The tail of the records, from the line containing "goat hind leg." through the final line, should be printed exactly and on its own.

DATA TO USE START

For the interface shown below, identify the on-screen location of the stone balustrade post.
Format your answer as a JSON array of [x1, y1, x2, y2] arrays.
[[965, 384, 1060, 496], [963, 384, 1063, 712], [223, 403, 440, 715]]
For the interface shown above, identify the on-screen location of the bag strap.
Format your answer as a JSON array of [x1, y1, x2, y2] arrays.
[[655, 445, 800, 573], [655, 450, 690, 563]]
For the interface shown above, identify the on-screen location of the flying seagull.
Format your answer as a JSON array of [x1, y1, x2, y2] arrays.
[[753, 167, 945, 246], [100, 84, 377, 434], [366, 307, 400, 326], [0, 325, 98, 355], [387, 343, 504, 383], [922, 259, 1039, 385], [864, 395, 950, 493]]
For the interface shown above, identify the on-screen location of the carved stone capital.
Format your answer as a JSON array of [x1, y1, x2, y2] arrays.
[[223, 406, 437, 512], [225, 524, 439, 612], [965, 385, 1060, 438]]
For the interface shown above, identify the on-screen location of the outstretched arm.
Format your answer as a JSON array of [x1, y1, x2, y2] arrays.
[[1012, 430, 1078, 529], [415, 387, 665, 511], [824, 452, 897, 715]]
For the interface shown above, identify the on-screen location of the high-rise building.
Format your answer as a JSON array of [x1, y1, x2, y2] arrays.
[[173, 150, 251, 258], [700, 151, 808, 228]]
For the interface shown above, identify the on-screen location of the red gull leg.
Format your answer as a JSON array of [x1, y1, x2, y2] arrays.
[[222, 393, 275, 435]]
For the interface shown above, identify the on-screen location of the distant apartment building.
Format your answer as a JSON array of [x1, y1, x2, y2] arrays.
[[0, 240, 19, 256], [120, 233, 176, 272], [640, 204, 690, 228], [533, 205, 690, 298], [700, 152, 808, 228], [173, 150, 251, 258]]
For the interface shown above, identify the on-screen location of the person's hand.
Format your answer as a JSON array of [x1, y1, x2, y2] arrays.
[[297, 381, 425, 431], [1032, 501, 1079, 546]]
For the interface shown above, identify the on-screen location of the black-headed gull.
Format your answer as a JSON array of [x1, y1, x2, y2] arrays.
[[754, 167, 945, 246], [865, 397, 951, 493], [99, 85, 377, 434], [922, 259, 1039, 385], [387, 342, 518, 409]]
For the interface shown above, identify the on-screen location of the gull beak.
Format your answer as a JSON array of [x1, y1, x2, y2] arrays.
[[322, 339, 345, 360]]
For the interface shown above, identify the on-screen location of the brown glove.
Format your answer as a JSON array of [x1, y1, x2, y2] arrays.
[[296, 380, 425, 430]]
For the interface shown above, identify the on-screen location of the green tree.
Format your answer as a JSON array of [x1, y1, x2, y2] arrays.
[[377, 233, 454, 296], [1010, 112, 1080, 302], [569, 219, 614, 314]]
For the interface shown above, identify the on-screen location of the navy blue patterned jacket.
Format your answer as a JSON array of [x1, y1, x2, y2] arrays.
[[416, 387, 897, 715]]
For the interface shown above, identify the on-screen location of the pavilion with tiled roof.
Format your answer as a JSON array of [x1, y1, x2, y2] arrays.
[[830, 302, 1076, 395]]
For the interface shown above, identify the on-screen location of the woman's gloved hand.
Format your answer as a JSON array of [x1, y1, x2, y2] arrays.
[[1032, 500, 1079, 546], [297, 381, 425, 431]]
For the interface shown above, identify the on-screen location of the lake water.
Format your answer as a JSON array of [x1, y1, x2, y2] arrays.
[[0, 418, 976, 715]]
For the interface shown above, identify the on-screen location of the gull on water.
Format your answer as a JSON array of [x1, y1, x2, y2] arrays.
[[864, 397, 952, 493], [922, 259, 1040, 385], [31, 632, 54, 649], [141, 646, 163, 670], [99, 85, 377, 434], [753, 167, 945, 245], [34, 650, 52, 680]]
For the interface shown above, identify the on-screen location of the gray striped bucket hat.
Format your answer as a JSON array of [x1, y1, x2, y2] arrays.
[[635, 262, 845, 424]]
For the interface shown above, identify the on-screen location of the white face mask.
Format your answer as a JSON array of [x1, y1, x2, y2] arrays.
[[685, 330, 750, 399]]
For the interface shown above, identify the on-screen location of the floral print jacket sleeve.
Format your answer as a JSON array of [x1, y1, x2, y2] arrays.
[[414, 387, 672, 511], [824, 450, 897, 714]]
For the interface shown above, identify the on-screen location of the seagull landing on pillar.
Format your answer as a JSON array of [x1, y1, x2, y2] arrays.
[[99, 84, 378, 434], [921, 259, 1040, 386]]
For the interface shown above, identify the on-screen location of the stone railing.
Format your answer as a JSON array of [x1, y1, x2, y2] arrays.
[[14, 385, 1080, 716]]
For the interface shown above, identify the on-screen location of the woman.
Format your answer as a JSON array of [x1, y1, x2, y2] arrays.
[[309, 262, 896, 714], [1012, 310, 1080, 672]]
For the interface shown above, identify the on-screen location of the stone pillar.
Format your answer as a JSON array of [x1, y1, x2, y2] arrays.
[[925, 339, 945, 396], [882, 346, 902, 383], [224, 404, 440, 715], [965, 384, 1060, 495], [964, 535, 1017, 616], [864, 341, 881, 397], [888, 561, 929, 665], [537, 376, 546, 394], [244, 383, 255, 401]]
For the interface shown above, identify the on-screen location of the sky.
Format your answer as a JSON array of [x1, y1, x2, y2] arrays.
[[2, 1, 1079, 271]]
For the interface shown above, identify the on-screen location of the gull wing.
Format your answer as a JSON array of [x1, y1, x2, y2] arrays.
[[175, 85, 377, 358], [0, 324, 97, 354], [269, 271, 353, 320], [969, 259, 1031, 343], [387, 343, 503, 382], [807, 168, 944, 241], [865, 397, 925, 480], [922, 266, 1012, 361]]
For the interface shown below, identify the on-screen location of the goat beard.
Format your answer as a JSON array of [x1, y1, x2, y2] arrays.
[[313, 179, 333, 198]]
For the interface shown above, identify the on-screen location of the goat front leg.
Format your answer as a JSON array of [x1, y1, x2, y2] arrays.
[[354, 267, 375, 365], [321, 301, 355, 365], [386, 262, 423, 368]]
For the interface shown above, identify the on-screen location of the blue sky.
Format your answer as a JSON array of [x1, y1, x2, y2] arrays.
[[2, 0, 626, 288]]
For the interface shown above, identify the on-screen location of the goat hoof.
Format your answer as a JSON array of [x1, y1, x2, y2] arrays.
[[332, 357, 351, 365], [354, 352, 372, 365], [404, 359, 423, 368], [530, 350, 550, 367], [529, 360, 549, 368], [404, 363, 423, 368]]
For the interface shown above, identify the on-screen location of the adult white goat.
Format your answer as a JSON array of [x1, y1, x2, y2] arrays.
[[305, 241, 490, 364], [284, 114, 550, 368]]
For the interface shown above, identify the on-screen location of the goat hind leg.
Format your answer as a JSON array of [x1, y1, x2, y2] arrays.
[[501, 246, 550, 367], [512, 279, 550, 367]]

DATA TO USE END

**WRITTEN SOLUTION:**
For the interface shown above, identify the on-screen location of the goat hind leg.
Format your answer as a JSON array of [x1, y1, x2, y2] arrays.
[[501, 246, 550, 367], [512, 279, 550, 367]]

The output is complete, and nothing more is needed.